▸ What is required:
Your reply should repeat, exactly, the line containing "I would be grateful if you could indicate the lamp" and the rest of the material after it.
*** Opening of Information supplied ***
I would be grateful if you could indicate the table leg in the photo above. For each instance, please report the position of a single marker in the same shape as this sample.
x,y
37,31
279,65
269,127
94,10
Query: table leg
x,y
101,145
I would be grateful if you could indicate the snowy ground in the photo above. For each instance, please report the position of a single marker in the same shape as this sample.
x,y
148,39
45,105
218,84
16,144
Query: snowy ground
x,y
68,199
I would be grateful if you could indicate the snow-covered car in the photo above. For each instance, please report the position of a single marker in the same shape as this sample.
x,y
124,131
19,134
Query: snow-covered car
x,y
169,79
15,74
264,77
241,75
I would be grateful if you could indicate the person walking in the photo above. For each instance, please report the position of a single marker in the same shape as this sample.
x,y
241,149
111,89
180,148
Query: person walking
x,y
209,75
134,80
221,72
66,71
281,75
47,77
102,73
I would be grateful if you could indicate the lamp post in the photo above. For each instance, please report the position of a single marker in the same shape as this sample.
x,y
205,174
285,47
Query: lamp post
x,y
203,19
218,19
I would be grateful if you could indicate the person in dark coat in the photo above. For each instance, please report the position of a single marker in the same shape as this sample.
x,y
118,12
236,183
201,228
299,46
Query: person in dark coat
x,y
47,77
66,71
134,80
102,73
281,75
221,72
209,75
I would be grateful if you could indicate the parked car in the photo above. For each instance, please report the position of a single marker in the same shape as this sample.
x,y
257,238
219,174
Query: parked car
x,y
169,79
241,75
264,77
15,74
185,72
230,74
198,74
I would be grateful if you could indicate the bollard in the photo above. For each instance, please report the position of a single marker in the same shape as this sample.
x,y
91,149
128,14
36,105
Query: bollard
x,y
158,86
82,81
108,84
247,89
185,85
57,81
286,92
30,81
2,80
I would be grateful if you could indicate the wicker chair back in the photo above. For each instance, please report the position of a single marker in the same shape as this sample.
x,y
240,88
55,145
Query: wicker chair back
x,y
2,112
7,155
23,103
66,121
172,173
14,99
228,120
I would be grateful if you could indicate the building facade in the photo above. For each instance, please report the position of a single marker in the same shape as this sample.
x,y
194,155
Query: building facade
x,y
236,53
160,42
*** Close of Information supplied ***
▸ Task solution:
I would be grateful if you could indicate the lamp post in the photo above. For each instance, please report the position of a single marker in the same shape as this sample.
x,y
205,174
285,47
Query: lamp post
x,y
203,19
218,19
I would be grateful if you could indicate the person in dark coat in the photo above. For each instance, please report the position of a single marker in the same shape as this sample.
x,y
118,12
236,183
201,228
299,46
Query: person in dark coat
x,y
47,77
66,71
134,80
102,73
281,75
221,72
209,75
I would be grateful if you could indicate the parked car in the photo above. For each instance, please report the position of a single marker in the same shape as this sample.
x,y
257,238
219,174
Query: parked car
x,y
169,79
241,75
264,77
15,74
185,72
230,74
198,74
I would be grateful if you could indicate the bollard in the photo above. For each instance, please report the position of a single marker in the same shape as this sample.
x,y
91,149
128,14
36,105
Query: bollard
x,y
158,86
82,81
108,84
247,89
185,85
57,81
286,92
30,81
2,80
I would be grateful if you could indicate the wicker chair back in the photo above. For each instance, please report the position of a single marker in the same shape as this sample.
x,y
240,88
55,145
Query: wicker chair back
x,y
2,112
7,155
23,103
66,121
172,173
14,99
228,120
I would be grateful if you could indicate the building facade in the photo above. For each instance, please report the position of a single marker in the same shape as this sample.
x,y
194,155
Query: building facade
x,y
236,53
160,42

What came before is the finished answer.